----- Material for the task -----
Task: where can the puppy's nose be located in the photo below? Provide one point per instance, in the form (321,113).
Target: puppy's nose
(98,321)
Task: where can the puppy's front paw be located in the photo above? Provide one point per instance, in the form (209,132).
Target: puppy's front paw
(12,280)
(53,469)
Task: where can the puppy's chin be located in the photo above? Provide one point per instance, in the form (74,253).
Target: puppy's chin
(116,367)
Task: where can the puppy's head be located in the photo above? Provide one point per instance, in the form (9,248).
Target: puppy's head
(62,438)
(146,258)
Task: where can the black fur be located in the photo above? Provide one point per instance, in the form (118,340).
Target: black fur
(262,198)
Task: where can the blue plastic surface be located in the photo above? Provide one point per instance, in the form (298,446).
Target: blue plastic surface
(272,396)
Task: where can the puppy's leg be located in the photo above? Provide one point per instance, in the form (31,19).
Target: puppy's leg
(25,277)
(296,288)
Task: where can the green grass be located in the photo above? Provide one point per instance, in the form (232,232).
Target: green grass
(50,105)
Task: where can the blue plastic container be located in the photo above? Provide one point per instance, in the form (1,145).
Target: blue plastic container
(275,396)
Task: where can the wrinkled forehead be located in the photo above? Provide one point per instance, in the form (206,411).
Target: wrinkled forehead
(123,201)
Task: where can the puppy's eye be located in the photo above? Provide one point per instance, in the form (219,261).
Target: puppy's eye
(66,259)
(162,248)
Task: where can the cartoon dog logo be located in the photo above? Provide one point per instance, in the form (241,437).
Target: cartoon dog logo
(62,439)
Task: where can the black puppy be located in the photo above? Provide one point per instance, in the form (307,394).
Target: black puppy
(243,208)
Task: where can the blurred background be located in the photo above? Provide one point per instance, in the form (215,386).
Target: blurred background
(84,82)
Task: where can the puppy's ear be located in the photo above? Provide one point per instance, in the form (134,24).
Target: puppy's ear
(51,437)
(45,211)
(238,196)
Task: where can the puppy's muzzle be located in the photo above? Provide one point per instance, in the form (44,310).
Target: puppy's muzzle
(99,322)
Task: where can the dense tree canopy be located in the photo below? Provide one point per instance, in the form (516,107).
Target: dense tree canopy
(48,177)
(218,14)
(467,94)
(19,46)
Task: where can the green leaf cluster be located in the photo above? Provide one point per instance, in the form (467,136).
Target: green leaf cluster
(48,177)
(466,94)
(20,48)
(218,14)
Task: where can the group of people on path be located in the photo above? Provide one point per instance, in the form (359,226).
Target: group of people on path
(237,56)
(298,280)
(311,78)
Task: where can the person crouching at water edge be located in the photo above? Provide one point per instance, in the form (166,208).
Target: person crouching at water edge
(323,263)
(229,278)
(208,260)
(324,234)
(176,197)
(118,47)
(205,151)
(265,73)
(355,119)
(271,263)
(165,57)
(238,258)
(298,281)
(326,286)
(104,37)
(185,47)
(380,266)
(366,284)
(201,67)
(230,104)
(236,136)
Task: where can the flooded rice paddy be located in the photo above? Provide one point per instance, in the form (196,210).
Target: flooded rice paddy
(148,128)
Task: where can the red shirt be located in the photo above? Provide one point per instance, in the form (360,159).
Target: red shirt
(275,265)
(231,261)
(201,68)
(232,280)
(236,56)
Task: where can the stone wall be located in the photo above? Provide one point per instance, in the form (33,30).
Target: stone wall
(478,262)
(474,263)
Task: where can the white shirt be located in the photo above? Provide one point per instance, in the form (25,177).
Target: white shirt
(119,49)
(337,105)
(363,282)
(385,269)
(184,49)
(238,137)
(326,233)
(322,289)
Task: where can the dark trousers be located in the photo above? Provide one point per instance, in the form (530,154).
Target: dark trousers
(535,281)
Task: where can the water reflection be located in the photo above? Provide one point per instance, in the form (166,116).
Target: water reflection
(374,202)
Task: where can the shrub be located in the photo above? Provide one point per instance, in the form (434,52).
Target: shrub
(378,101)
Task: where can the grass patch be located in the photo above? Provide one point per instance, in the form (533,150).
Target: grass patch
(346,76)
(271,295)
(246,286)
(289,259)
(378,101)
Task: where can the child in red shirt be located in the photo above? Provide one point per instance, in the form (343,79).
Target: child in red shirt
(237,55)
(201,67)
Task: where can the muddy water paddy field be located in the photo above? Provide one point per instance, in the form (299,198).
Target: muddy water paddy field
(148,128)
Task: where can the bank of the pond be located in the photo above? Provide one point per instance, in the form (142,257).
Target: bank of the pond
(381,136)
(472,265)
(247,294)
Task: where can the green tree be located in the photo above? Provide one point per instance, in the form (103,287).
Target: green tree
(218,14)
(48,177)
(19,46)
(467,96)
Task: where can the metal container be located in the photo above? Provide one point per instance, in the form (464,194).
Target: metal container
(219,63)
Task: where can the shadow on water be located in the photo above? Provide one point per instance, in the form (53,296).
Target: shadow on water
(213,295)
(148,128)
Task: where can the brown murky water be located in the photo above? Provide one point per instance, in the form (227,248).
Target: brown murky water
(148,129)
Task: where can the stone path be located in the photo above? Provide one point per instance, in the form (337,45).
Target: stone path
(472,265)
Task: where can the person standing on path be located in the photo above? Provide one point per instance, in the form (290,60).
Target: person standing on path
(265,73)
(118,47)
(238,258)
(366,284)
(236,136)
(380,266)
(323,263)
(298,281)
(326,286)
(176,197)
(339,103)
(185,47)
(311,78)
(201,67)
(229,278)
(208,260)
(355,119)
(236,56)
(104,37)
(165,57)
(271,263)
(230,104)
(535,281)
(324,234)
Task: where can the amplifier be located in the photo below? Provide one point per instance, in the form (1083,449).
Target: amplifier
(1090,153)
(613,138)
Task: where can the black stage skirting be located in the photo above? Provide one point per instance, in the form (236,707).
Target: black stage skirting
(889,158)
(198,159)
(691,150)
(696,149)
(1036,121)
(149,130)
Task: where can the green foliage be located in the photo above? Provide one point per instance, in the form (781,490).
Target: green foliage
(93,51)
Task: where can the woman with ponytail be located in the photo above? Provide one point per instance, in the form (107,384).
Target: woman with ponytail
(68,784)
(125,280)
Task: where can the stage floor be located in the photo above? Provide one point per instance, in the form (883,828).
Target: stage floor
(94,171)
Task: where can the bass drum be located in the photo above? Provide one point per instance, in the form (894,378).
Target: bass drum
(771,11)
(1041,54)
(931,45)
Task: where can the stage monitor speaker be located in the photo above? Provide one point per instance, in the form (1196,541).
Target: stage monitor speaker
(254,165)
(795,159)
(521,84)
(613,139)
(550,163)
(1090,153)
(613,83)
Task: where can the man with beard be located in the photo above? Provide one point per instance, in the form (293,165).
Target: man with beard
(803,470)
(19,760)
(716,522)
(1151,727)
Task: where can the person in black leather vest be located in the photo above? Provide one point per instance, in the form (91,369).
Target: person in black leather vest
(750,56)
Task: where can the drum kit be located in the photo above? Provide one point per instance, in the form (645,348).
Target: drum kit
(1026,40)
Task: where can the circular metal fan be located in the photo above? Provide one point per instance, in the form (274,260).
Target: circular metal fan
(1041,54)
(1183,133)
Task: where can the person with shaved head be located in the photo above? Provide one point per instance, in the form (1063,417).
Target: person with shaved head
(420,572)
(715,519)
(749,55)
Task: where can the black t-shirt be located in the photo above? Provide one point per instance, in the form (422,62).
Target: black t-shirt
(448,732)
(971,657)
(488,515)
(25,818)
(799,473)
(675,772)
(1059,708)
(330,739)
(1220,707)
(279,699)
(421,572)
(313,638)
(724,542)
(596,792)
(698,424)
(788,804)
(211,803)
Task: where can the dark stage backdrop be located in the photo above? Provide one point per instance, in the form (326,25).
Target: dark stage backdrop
-----
_Task to complete:_ Copy all of the data exactly.

_Answer to the exercise:_
Task: where can the puppy's nose be located in the photo below? Provide one point per instance, in the form (321,113).
Target: puppy's nose
(98,321)
Task: where can the puppy's front paw be located in the photo above? Provide one point per instance, in the form (209,132).
Target: puppy's front paw
(12,280)
(53,469)
Task: where can the puppy's chin be located in the photo above? Provide one point per instance, in the form (74,253).
Target: puppy's chin
(116,367)
Task: where can the puppy's head be located in the photo above? Provide one point per instance, in the form (9,248).
Target: puppy's head
(62,438)
(146,258)
Task: where can the black fur be located in the photo above? Provide one point per instance, in the form (118,340).
Target: black fur
(262,198)
Task: where can the blue plastic surface be located in the photo above? Provide one point per instance, in the form (298,446).
Target: blue plastic surface
(272,396)
Task: where can the puppy's leg be located in the photo above? Provide one point per instance, in the form (31,19).
Target: puppy's leg
(25,277)
(296,288)
Task: where can the green grass be located in the photo above? Provide one point per instance, in the form (232,232).
Target: green grass
(50,105)
Task: where can the blue plastic container be located in the photo above? Provide one point per instance, in the form (1,145).
Target: blue plastic container
(275,396)
Task: where can the wrinkled forehead be located in the photo above? Provide one point per instance, in the form (206,411).
Target: wrinkled forehead
(123,201)
Task: where can the puppy's eye be located in the photo above? Provide one point per instance, in the form (219,261).
Target: puppy's eye
(66,259)
(162,248)
Task: where can the cartoon dog logo be located in the photo above? Provide one point per instance, in the form (241,437).
Target: cartoon dog logo
(62,439)
Task: where can the black puppy be located in the photo above? Provide one point per instance, in the form (307,394).
Target: black puppy
(243,208)
Task: where can the blurred background be located in the photo above? Provide one point per instance, in the form (215,386).
Target: blurred background
(84,82)
Task: where can the puppy's ear be located in the photo above? Provide one point per instance, in the form (134,24).
Target: puppy's ear
(51,437)
(45,211)
(238,196)
Task: where can the puppy's muzzle be located in the photo above? Provide one point per instance, in the form (44,310).
Target: puppy's muzzle
(99,322)
Task: where can the dense tree canopy be located in the photo below? Provide one point per instance, in the form (516,107).
Target: dense tree canopy
(48,177)
(218,14)
(467,94)
(19,46)
Task: where can the green leaf cluster be located in the photo above? Provide one point per instance, in the form (467,136).
Target: green leaf cluster
(48,177)
(466,94)
(20,48)
(218,14)
Task: where can the group of people on path be located in the photo above? Provide one point per instance, in the form (359,226).
Target: group of people on path
(237,56)
(298,280)
(311,78)
Task: where can the person crouching at water edge be located in the photo above? Provide one point per instance, in the form (166,208).
Target: person crouching at water edge
(323,263)
(229,278)
(208,260)
(324,234)
(176,197)
(118,47)
(205,151)
(265,73)
(355,119)
(271,263)
(165,57)
(238,258)
(298,281)
(326,286)
(104,37)
(185,47)
(380,266)
(366,284)
(201,67)
(230,104)
(236,136)
Task: where can the flooded rice paddy be located in the photo above? Provide one point per instance, in the form (196,210).
Target: flooded rice paddy
(148,128)
Task: where can the red shirt be located in the photo above? Provide one point per instance, in the form (360,159).
Target: red shirt
(275,265)
(231,261)
(201,68)
(232,280)
(236,56)
Task: where can the stone wall be located in the photo above? Provide one point per instance, in the form (33,30).
Target: stone wall
(478,262)
(474,263)
Task: where can the white shirt be located in the photo above? Provide one point per instance, in the form (25,177).
Target: white shirt
(119,49)
(337,105)
(363,282)
(385,269)
(184,49)
(238,137)
(326,233)
(322,289)
Task: where can the dark trousers be located in the photo above? Provide one point per instance, in the form (530,154).
Target: dark trousers
(535,281)
Task: where can the water reflection be located in the photo above? Provide one point per instance, in the form (166,116).
Target: water reflection
(374,202)
Task: where can the shrub be located in the photo above? Provide one point per instance, in the form (434,52).
Target: shrub
(378,101)
Task: where can the grass patch be located in the photo above? Provide one point per instance, in the form (533,150).
Target: grass patch
(346,76)
(271,295)
(246,286)
(289,259)
(378,101)
Task: where can the child in red shirt be located in the photo above? Provide one point per instance, in the form (343,79).
Target: child in red shirt
(237,55)
(201,67)
Task: where can the muddy water paddy field be located in the photo above? Provide one point per instance, in the form (299,198).
Target: muddy water paddy field
(148,128)
Task: where can the bank of the pond be located in the photo above? Provide one point per instance, in the form (142,257).
Target: bank of the pond
(381,136)
(472,265)
(247,294)
Task: where can the green tree be located in the photo above? Provide one point per instance, in the form (103,287).
Target: green tree
(218,14)
(48,177)
(19,46)
(467,96)
Task: where can the metal container be located in the photo above? Provide one point per instance, in the form (464,194).
Target: metal container
(219,63)
Task: where can the shadow on water be located in the photo above? Provide one point per instance, in the form (53,296).
Target: shadow on water
(213,295)
(148,128)
Task: where can the brown murky water be located in the photo above? Provide one point per instance, in the form (227,248).
Target: brown murky water
(148,129)
Task: where can the stone path be located in the photo above? Provide one point per instance, in the form (337,45).
Target: stone path
(472,265)
Task: where can the person standing on path be located in the photo above? Provide one point per instance, in the form (290,60).
Target: person standing on path
(265,73)
(118,47)
(238,258)
(366,284)
(236,136)
(380,266)
(323,263)
(298,281)
(326,286)
(176,197)
(339,103)
(185,47)
(311,78)
(201,67)
(229,278)
(208,260)
(355,119)
(236,56)
(104,37)
(165,57)
(271,263)
(230,104)
(535,281)
(324,234)
Task: where can the amplifier be located in the photo below? Provide one point per instance, in the form (1083,449).
Target: amplifier
(1090,153)
(613,138)
Task: where can the black stage skirting be located in the photo above? Provide one point per instance, in the form (236,707).
Target: black stage skirting
(889,158)
(198,159)
(691,150)
(696,149)
(1036,121)
(149,130)
Task: where can the green foliage be located in the photo above? Provide one point per instance, in the form (781,490).
Target: green foliage
(93,51)
Task: where can the woman with ponytail be located in the photo above? Provide one point per instance, in the form (107,384).
Target: woman with ponytail
(68,784)
(125,280)
Task: where can the stage floor be located in the photo above? Provide one point per instance, in the form (883,828).
Target: stage floor
(94,171)
Task: where can the bass drum be located in the photo above? Provide one point per instance, in the form (894,378).
Target: bass drum
(771,11)
(1041,54)
(931,45)
Task: where can the stage monitor speaker be located in the photo above? Provide one point per instance, in the form (1196,541).
Target: stage monitor speaker
(254,165)
(795,159)
(521,84)
(613,139)
(550,163)
(1090,153)
(613,83)
Task: where can the man with beard be located in the photo above? Provide one point per instance, in the form (293,165).
Target: man with beard
(803,470)
(19,760)
(716,522)
(1151,727)
Task: where can the person in black leather vest be located in the photo above? Provide one point per instance, in the form (91,369).
Target: person in black leather vest
(750,56)
Task: where can the drum kit be located in the photo above? Provide one point per instance, in the form (645,348).
Target: drum kit
(1026,40)
Task: where can the circular metal fan be located in the photo above? Provide one point per instance, in the form (274,260).
Target: circular metal fan
(1041,54)
(1183,133)
Task: where can the person with shaved head be located in the photo above? Provide one point per instance, in the form (1063,417).
Target: person with shaved head
(420,572)
(715,519)
(749,55)
Task: where can the black t-shirt be located in the photo above? Provide one point per instance, in the form (422,62).
Target: black t-shirt
(448,732)
(971,657)
(488,515)
(25,818)
(799,473)
(675,772)
(1059,708)
(330,739)
(1220,707)
(279,699)
(421,572)
(313,638)
(724,542)
(596,792)
(698,424)
(788,804)
(211,803)
Task: where can the dark stage backdrop be located in the photo above? Provide one point per instance, in the form (326,25).
Target: dark stage backdrop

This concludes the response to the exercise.